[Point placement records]
★ ★ ★ ★ ★

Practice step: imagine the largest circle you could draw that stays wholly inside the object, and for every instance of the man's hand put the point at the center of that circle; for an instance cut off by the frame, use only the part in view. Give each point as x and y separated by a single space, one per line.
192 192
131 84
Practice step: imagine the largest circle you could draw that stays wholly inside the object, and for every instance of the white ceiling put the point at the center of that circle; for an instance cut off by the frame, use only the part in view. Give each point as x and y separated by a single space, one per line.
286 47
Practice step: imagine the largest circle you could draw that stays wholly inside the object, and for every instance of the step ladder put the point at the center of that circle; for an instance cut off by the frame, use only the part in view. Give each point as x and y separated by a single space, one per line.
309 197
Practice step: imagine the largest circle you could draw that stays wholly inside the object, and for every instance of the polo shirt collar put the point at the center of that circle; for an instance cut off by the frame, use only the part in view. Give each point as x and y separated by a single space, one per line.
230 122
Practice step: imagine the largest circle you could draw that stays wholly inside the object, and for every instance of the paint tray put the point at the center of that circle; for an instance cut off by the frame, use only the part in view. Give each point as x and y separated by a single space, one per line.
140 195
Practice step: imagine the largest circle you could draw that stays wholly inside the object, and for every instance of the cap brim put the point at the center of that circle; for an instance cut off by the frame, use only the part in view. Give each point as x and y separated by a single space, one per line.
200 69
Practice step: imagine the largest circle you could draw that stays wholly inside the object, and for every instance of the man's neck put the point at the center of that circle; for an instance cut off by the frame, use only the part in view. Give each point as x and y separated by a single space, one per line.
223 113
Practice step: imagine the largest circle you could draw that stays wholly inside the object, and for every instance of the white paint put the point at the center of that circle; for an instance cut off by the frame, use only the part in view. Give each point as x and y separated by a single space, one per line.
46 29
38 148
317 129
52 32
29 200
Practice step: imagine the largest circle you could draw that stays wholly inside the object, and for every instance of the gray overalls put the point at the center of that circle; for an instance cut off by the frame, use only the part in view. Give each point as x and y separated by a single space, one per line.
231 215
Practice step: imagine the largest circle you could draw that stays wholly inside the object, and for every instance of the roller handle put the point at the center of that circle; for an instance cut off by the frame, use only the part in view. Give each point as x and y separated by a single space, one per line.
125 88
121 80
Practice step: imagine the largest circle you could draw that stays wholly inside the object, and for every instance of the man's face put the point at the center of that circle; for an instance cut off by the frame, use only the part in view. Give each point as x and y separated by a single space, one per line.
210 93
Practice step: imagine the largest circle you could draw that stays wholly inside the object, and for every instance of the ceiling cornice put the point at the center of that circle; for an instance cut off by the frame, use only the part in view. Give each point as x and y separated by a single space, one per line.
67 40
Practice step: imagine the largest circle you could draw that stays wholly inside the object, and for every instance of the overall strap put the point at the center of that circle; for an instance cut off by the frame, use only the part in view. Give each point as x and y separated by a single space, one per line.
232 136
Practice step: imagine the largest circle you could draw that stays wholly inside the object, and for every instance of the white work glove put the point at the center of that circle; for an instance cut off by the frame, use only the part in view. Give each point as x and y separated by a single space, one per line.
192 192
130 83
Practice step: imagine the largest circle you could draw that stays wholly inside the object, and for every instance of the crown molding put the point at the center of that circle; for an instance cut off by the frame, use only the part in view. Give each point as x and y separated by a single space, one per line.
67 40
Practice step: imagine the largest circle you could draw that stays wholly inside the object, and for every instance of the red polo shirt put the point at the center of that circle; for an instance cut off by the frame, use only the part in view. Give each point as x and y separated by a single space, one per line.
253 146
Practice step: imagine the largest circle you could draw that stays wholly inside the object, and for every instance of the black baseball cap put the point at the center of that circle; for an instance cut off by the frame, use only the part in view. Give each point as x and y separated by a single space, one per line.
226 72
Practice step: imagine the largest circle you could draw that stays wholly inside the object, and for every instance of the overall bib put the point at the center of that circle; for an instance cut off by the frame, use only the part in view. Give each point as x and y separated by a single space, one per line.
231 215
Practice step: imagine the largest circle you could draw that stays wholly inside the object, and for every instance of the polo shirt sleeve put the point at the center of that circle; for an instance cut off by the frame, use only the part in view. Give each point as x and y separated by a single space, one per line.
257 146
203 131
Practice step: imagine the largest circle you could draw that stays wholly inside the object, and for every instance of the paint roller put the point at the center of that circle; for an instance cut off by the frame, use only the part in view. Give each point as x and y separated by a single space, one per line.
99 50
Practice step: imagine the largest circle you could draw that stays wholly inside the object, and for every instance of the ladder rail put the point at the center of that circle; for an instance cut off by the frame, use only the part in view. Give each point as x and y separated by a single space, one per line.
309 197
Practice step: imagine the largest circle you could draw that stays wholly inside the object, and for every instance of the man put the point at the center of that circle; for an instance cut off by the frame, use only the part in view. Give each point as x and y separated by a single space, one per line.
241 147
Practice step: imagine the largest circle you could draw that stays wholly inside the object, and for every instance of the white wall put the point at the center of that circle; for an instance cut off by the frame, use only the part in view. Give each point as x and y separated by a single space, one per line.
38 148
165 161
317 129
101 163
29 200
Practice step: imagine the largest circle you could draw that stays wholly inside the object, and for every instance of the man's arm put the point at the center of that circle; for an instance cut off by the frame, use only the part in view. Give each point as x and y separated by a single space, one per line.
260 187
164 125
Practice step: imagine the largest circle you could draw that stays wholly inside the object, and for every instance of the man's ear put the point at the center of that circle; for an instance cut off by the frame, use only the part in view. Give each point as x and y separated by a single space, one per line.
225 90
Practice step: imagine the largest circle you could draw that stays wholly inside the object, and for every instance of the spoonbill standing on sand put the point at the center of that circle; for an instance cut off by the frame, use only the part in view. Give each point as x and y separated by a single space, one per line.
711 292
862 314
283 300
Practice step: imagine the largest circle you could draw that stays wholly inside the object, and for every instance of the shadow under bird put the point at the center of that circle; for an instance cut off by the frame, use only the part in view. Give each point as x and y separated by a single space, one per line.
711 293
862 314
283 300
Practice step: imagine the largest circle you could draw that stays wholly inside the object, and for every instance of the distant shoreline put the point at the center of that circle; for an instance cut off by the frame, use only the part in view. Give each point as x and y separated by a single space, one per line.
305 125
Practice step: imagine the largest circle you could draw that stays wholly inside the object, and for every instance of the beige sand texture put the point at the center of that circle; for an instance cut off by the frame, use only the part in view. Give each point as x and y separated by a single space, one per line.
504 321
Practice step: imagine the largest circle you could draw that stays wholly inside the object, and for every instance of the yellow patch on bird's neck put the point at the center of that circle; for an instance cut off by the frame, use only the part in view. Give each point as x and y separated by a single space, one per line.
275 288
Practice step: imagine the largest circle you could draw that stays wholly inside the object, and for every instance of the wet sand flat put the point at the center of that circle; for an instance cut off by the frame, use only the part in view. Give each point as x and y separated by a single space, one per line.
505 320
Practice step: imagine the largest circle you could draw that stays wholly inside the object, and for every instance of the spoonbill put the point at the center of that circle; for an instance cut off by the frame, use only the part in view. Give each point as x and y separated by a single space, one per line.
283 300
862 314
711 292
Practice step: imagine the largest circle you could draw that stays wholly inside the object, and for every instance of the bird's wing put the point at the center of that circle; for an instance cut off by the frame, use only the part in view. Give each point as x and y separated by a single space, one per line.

★ ★ ★ ★ ★

- _WORK REQUIRED_
Copy all of the material above line for line, without changing anything.

- _ANSWER TO THE TASK_
Practice step: imagine the largest circle you could draw that stays wholly inside the object, and for every instance of the man's hand put the point at the center of that circle; for an instance cut off by the frame, use only the part in view. Give each point as x and y separated by a single space, one per line.
192 192
131 84
Practice step: imagine the largest circle you could draw that stays wholly inside the object, and for every instance of the white ceiling put the point at the center of that circle; for an instance cut off by the frame, use only the part in view. Give each point as x and y separated by a single space, one per line.
286 47
Practice step: imagine the largest circle you could draw that stays wholly inside the object, and for every instance of the step ladder put the point at the center of that circle; for an instance cut off by the frame, use only the part in view. Give each point as x and y separated by a single space, one per line.
309 197
Practice step: imagine the largest circle you could draw that stays wholly inside the object, and for every instance of the polo shirt collar put the point at the center of that circle; for an instance cut off by the frame, use only the part in view. Give each point as x and y separated by a single space, one per line.
230 122
Practice step: imagine the largest circle you could draw that stays wholly inside the object, and for every instance of the paint tray put the point at the center of that circle; for an instance cut off by the frame, use only the part in view. Give each point as x and y separated by a single space, one per line.
140 195
Practice step: imagine the largest circle you could draw that stays wholly inside the object, and for every instance of the cap brim put the point at the center of that circle; for an instance cut off by the frame, use only the part in view. Give each point as x and y separated by a single space, one per line.
200 69
Practice step: imagine the largest circle you could draw that stays wholly inside the object, and for every instance of the man's neck put the point at the center of that circle; for an instance cut off by the frame, use only the part in view. Give each point as x and y separated by a single space, one per line.
223 113
Practice step: imagine the largest circle you could draw that stays wholly inside the object, and for every instance of the white paint put the point at the center of that circle; for an instance cut off by the frame, use only the part in view. Give each point as x and y separated by a single space, one per line.
46 29
38 148
317 129
52 32
29 200
Practice step: imagine the largest circle you could draw that stays wholly inside the object, and for every instance of the gray overalls put the point at the center of that circle; for an instance cut off by the frame, use only the part in view. Give each point as x and y separated by a single space, one per line.
231 215
Practice step: imagine the largest circle you could draw that stays wholly inside the object, and for every instance of the roller handle put the point at the center of that circle; for an instance cut off by the frame, use only the part in view. Give each point as x and y separated by a single space, one per line.
125 88
121 80
Practice step: imagine the largest circle you could draw that stays wholly inside the object, and for every instance of the man's face put the point at the center of that circle; for an instance cut off by the frame, use only the part in view. Give each point as x and y separated by a single space, one per line.
210 93
Practice step: imagine the largest circle you could draw that stays wholly inside the object, and for every instance of the ceiling cornice put the point at the center of that circle; for an instance cut off by the frame, use only the part in view. Give each point as x and y separated by a single space, one per line.
67 40
Practice step: imagine the largest circle you could draw that stays wholly inside the object, and for every instance of the overall strap put the point at the center of that circle; for an instance cut off by the frame, use only the part in view. Give each point as x and y separated by a single space, one per line.
232 136
Practice step: imagine the largest circle you could draw that stays wholly inside the object, and for every instance of the white work glove put the point at the center of that circle; for an instance cut off by the frame, use only the part in view. Give each point as x and y separated by a single space, one per line.
192 192
130 83
Practice step: imagine the largest circle you could draw that stays wholly inside the object, and for every instance of the crown molding put the point at the center of that circle; for an instance cut off by the frame, use only the part in view. Give each point as x and y separated by a single space, one per line.
67 40
Practice step: imagine the largest circle you could draw that stays wholly inside the object, and for every instance of the red polo shirt put the point at the center of that circle; for an instance cut off by the frame, use only the part in view. Give each point as x and y separated by a single space, one per line.
253 146
Practice step: imagine the largest circle you could draw that stays wholly inside the object, and for every instance of the black baseball cap put the point at the center of that circle; for an instance cut off by the frame, use only the part in view. Give each point as x and y separated by a single space, one per line.
226 72
Practice step: imagine the largest circle you could draw that stays wholly inside the object, and for every instance of the overall bib put the point at the center of that circle; for an instance cut off by the frame, use only the part in view. Give each point as x and y separated by a single space, one per line.
231 215
Practice step: imagine the largest circle you could draw that stays wholly inside the object, and for every instance of the polo shirt sleeve put the point at the center of that circle; for an instance cut off by the frame, use only the part in view. Give each point as x and y separated by a single space, one per line.
257 146
203 131
Practice step: imagine the largest circle you could draw that stays wholly inside the object, and for every instance of the paint roller put the point at the center of that circle; for an instance cut off by the frame, use only the part in view. Give each point as x and y separated by a single space, one per line.
99 50
Practice step: imagine the largest circle you could draw that stays wholly inside the object, and for every instance of the ladder rail put the point at the center of that circle; for an instance cut off by the frame, use only the part in view. Give each point as x and y separated by a single space, one per line.
309 197
Practice step: imagine the largest circle you could draw that stays wholly inside the object, and for every instance of the man put the point at the center of that circle; for an instance cut off by the frame, use only the part in view. Give each point as x and y separated by a single space, one per line.
241 147
Practice step: imagine the largest circle you could draw that stays wholly inside the object, and for every instance of the white wall put the point at the center of that circle; for an instance cut off by the frame, use only the part in view. Give each point as x and y separated by a single space, one per line.
38 148
165 161
317 129
101 163
29 200
Practice step: imagine the largest circle you could draw that stays wholly inside the object, and for every instance of the man's arm put the point at the center of that circle; for an instance cut off by the frame, use only the part in view. Give each point as x and y separated by a single space, one per line.
260 187
164 125
Practice step: imagine the largest circle you could draw that stays wholly inside the object, and for every instance of the man's ear put the point at the center of that circle; for an instance cut off by the frame, use only the part in view. Give each point as x and y separated by a single space, one per line.
225 90
Practice step: imagine the largest circle you could draw that stays wholly inside the object, and for every instance of the spoonbill standing on sand put the point at the center of that circle; for an instance cut off by the frame, use only the part in view. Give each point as x and y separated by a single space, one per line.
711 292
862 314
283 300
Practice step: imagine the largest circle you could draw that stays wholly inside the object, and for every instance of the shadow under bird put the point at the center of that circle; for an instance cut off by the frame, use only the part in view. Give each point as x and y separated by a single space, one per line.
711 293
862 314
283 300
Practice step: imagine the largest circle you could draw that stays wholly inside the object, and for every instance of the distant shoreline put the point at the center of that circle; for an instance cut off by the frame, use only the part in view. Give each point as x and y separated by a single space, one per line.
305 125
Practice step: imagine the largest circle you could draw that stays wholly inside the object, and for every instance of the beige sand texture put the point at the center of that circle; for an instance cut off by the frame, use only the part in view. Give each point as x and y separated by a single space, one per line.
504 321
Practice step: imagine the largest circle you could draw that stays wholly inside the object, and for every instance of the yellow patch on bird's neck put the point at the center of that circle; for an instance cut off by the frame, use only the part in view. Give each point as x and y separated by a single space, one per line.
275 288
Practice step: imagine the largest circle you could draw that stays wholly inside the object, and for every instance of the wet sand flat put the point at the center of that circle; for an instance cut off by the frame, use only the part in view. Give each point as x and y separated by a single space, one per line.
505 320
Practice step: imagine the largest circle you could draw that stays wholly inside the object, and for every instance of the spoonbill put the point at the center of that circle; for an instance cut off by the frame, use only the part in view. Give each point as x and y separated by a single space, one per line.
283 300
862 314
711 292
Practice step: imagine the largest circle you could draw that stays wholly inside the object, and for every instance of the bird's wing put the point at the center of that circle; for an instance cut off by the frame, use only the part in view. Give each point as x and y separated by a single space, one per line.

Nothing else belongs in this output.